Photo labels with boxes

◆ ◆ ◆ ◆ ◆ ◆ ◆

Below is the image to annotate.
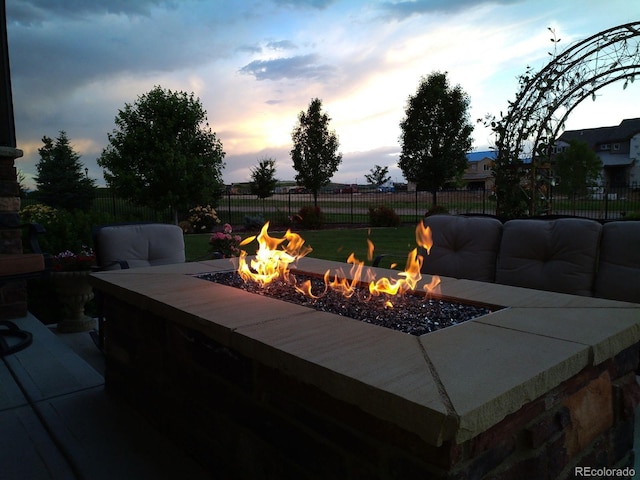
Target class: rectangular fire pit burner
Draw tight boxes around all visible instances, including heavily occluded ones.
[197,271,504,336]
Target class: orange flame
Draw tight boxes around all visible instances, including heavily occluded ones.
[416,222,433,255]
[238,222,312,285]
[238,222,440,308]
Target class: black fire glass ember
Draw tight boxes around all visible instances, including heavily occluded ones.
[0,0,16,148]
[197,272,502,336]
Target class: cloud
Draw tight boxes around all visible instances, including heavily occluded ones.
[273,0,335,10]
[240,54,334,80]
[7,0,175,25]
[379,0,521,20]
[267,40,298,50]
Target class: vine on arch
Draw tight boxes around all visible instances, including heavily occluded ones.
[484,22,640,218]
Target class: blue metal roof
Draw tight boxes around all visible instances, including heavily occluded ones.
[467,150,497,162]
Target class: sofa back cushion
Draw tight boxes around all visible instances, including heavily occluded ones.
[496,218,602,296]
[95,223,185,269]
[422,215,502,282]
[595,220,640,303]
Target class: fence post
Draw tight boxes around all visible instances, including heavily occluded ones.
[351,188,354,225]
[482,185,487,215]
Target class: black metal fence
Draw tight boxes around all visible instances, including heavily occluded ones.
[23,186,640,226]
[217,187,640,225]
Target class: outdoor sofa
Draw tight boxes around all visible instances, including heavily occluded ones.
[380,215,640,303]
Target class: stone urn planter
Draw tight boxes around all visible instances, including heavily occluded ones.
[51,270,95,333]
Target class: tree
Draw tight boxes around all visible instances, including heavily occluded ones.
[34,131,95,211]
[398,72,473,206]
[98,86,225,223]
[291,98,342,206]
[364,165,391,187]
[249,157,278,198]
[553,140,602,211]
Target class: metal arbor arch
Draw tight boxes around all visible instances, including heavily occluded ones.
[491,22,640,217]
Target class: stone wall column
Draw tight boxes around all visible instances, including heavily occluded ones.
[0,147,27,319]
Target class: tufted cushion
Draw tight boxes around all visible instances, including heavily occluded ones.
[422,215,502,282]
[96,223,185,269]
[595,220,640,303]
[496,218,602,296]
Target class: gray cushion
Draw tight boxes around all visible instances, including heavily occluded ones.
[422,215,502,282]
[96,223,185,269]
[496,218,602,296]
[595,220,640,303]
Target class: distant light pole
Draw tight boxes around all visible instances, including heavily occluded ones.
[0,0,16,148]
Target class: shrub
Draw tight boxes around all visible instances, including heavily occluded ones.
[244,215,265,230]
[20,204,114,255]
[369,205,401,227]
[269,208,291,228]
[188,205,220,233]
[296,206,324,230]
[178,220,193,233]
[424,205,449,217]
[209,223,242,258]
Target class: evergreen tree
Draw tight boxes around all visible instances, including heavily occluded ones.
[35,131,95,211]
[364,165,391,187]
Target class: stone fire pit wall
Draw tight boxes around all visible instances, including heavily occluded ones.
[92,259,640,479]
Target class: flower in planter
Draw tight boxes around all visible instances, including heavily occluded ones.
[51,247,96,272]
[188,205,220,233]
[209,223,242,258]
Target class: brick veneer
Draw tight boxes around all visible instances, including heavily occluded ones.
[0,147,27,319]
[104,295,640,480]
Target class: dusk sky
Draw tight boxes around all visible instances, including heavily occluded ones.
[6,0,640,191]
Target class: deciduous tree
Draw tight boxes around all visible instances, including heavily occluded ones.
[398,72,473,206]
[291,98,342,206]
[249,157,278,198]
[98,86,225,223]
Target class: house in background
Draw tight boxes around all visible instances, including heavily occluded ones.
[552,118,640,188]
[462,150,496,190]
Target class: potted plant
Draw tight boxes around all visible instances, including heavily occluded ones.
[51,247,96,333]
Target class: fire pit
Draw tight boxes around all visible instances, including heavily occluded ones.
[197,271,501,335]
[92,225,640,480]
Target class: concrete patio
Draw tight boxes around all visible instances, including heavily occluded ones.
[0,315,210,480]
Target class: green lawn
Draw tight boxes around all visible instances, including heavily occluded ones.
[185,226,416,267]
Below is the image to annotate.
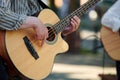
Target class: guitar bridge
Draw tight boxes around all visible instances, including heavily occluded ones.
[23,36,39,60]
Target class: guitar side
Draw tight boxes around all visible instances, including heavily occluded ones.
[5,9,68,80]
[100,26,120,60]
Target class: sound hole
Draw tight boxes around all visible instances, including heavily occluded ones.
[47,27,56,41]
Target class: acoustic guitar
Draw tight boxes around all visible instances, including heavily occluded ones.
[0,0,100,80]
[100,26,120,60]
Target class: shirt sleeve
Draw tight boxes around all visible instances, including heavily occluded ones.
[0,7,27,30]
[101,0,120,32]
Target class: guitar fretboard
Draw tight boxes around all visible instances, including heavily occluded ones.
[53,0,100,34]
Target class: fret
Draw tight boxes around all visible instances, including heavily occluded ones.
[53,0,100,34]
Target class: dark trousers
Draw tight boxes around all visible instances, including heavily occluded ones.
[0,59,9,80]
[116,61,120,80]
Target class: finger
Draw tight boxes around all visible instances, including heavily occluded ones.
[73,16,80,24]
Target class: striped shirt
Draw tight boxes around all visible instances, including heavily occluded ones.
[0,0,41,30]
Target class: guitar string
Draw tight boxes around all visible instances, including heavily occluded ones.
[29,0,97,42]
[45,0,96,39]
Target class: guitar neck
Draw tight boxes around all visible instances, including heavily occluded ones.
[53,0,100,34]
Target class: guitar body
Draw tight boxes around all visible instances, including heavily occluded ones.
[0,9,68,80]
[101,26,120,60]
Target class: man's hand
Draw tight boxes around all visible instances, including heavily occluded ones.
[63,16,80,36]
[20,17,48,46]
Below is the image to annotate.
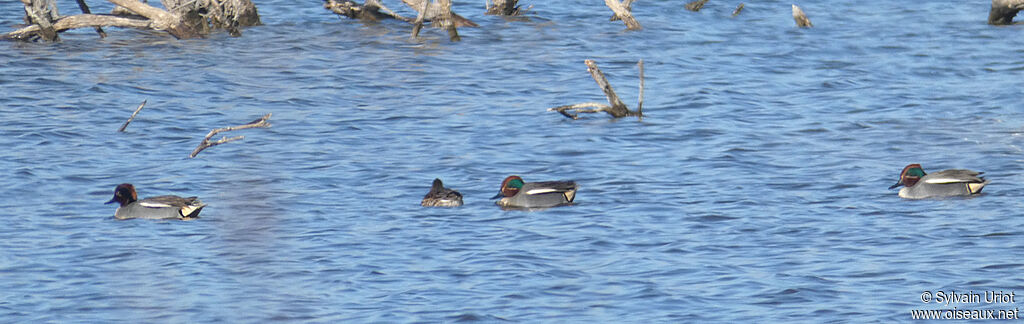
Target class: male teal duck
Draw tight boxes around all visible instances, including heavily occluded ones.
[889,164,988,199]
[106,184,206,219]
[420,178,462,207]
[492,175,579,208]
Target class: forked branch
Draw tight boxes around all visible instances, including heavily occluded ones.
[548,59,643,119]
[188,114,270,159]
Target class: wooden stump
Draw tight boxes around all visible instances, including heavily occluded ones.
[686,0,708,12]
[604,0,643,31]
[6,0,260,40]
[548,59,643,119]
[793,4,814,28]
[484,0,529,15]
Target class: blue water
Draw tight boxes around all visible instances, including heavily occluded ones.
[0,0,1024,323]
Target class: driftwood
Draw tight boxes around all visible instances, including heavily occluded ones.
[604,0,643,31]
[6,0,260,41]
[188,114,270,159]
[75,0,106,38]
[686,0,708,12]
[548,59,643,119]
[988,0,1024,25]
[118,100,146,132]
[22,0,60,42]
[324,0,478,41]
[436,0,460,42]
[484,0,532,15]
[608,0,633,22]
[324,0,414,23]
[793,4,814,28]
[732,2,743,17]
[401,0,479,28]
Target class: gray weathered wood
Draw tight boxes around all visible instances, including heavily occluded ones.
[118,100,146,132]
[0,14,151,40]
[75,0,106,38]
[608,0,633,22]
[22,0,60,41]
[685,0,708,12]
[988,0,1024,25]
[548,59,643,119]
[188,114,270,159]
[732,2,743,17]
[637,59,643,120]
[604,0,643,31]
[401,0,479,27]
[484,0,524,15]
[793,4,814,28]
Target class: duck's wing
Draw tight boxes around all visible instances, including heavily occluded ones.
[523,180,578,195]
[138,196,206,208]
[922,169,985,184]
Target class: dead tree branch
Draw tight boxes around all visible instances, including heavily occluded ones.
[484,0,528,15]
[548,59,643,119]
[604,0,643,31]
[732,2,743,17]
[413,1,430,38]
[637,59,643,120]
[22,0,60,42]
[793,4,814,28]
[608,0,633,22]
[118,100,146,132]
[434,0,462,42]
[76,0,106,38]
[7,0,260,41]
[686,0,708,12]
[0,14,151,40]
[401,0,479,28]
[324,0,414,23]
[188,114,270,159]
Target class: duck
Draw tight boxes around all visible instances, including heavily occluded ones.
[420,178,462,207]
[490,175,579,208]
[106,184,206,219]
[988,0,1024,25]
[889,163,989,199]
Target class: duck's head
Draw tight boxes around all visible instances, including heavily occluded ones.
[106,184,138,206]
[490,175,523,199]
[889,163,927,189]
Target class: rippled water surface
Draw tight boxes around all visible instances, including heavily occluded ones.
[0,0,1024,323]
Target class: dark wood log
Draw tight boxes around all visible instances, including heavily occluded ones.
[793,4,814,28]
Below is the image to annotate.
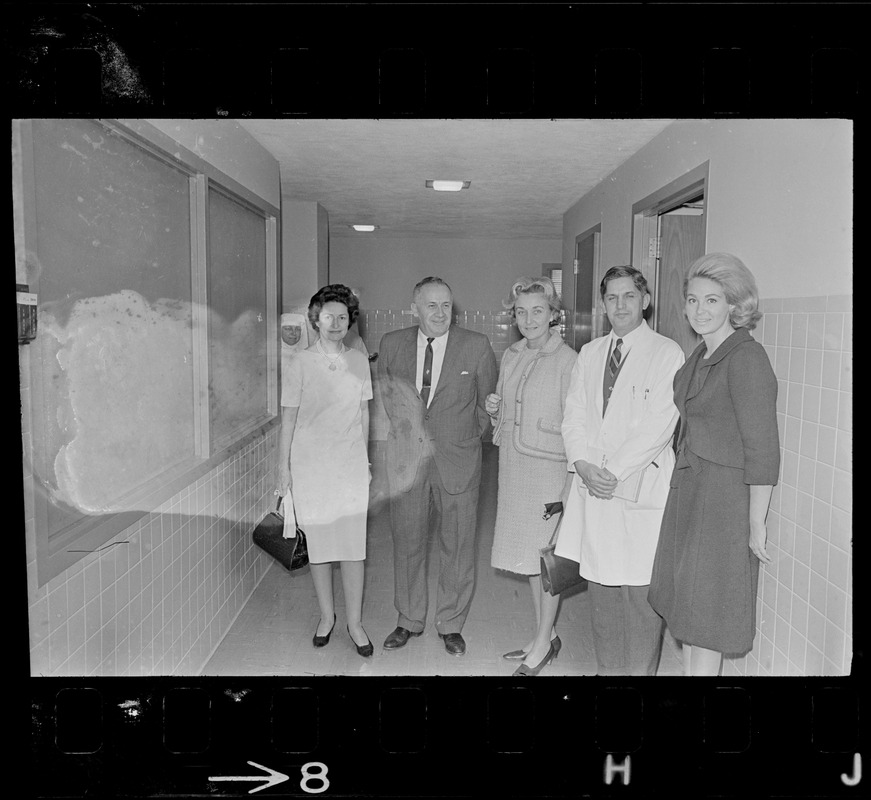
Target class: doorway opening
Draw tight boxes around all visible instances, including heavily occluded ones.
[632,162,708,355]
[569,224,604,351]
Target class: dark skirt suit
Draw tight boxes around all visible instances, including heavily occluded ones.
[648,328,780,654]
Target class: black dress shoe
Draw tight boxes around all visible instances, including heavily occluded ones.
[312,614,336,647]
[439,633,466,656]
[348,628,375,658]
[384,626,423,650]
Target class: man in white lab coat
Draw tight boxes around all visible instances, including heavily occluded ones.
[556,267,684,675]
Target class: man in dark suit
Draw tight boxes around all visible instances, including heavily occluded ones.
[373,278,496,656]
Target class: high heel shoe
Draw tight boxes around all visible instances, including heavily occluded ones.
[502,636,563,661]
[346,626,375,658]
[312,614,336,647]
[514,642,556,677]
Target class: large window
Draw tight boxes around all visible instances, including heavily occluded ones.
[15,119,278,583]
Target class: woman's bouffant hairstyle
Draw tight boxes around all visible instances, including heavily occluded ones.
[683,253,762,331]
[502,275,563,328]
[308,283,360,330]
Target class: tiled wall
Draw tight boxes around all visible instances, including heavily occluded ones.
[724,295,853,675]
[22,340,278,676]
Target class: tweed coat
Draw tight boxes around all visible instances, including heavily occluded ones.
[493,332,577,461]
[372,325,496,494]
[648,328,780,653]
[556,321,684,586]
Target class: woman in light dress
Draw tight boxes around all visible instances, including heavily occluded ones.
[277,284,373,656]
[486,276,577,676]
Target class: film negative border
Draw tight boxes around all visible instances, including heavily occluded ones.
[31,678,867,798]
[5,3,869,117]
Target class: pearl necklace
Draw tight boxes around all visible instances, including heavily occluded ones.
[315,339,345,372]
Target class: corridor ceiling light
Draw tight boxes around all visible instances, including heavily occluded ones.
[426,181,472,192]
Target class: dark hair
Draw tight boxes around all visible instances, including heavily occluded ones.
[411,276,454,303]
[308,283,360,330]
[599,264,650,300]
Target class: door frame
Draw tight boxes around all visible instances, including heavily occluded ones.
[630,161,711,330]
[563,222,602,350]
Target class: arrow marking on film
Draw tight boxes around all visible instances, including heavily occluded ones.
[209,761,290,794]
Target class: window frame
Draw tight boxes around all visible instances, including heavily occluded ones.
[13,119,280,586]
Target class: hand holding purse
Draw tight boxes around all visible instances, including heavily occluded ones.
[251,495,308,571]
[539,503,587,597]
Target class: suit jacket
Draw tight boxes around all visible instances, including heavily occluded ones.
[493,332,577,461]
[556,322,684,586]
[674,328,780,486]
[372,325,496,494]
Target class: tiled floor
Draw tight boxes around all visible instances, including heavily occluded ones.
[202,446,681,677]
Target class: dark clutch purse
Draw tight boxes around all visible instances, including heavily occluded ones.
[252,498,308,570]
[539,503,587,597]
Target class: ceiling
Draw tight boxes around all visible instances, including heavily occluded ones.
[239,119,673,239]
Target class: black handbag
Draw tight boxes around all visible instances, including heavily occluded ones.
[539,503,587,597]
[251,498,308,570]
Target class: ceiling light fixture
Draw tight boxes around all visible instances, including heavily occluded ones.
[426,181,472,192]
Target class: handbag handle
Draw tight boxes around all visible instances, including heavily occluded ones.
[543,503,564,546]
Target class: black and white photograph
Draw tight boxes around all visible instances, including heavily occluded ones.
[12,114,854,680]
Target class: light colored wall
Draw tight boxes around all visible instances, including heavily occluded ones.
[330,234,560,313]
[281,198,322,311]
[723,295,853,675]
[143,119,281,208]
[312,203,336,294]
[562,120,853,298]
[26,120,279,676]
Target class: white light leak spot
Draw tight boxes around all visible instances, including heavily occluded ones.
[118,700,142,719]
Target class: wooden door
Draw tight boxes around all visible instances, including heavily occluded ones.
[655,214,705,355]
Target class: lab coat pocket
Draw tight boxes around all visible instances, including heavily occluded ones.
[537,417,562,436]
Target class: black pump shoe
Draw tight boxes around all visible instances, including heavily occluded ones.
[345,626,375,658]
[312,614,336,647]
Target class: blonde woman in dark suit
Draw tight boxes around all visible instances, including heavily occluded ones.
[648,253,780,675]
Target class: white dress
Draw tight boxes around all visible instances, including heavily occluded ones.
[281,349,372,564]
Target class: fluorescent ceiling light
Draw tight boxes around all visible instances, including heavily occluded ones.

◆ ◆ ◆ ◆ ◆ ◆ ◆

Requirement — Could you arrange the stretch of the listing from the line containing "Target class: deciduous tree" through the line containing "[462,150,496,190]" as a numbered list, skipping any blank lines?

Completed task —
1. Target class: deciduous tree
2. Draw tight boxes around all visible instances, including heavily occluded ones.
3. [398,72,473,206]
4. [291,98,342,206]
5. [249,157,278,198]
6. [98,86,225,223]
7. Target class: house in background
8. Draw tight boxes around all visible instances, including heavily occluded ones.
9. [552,118,640,188]
10. [462,150,496,190]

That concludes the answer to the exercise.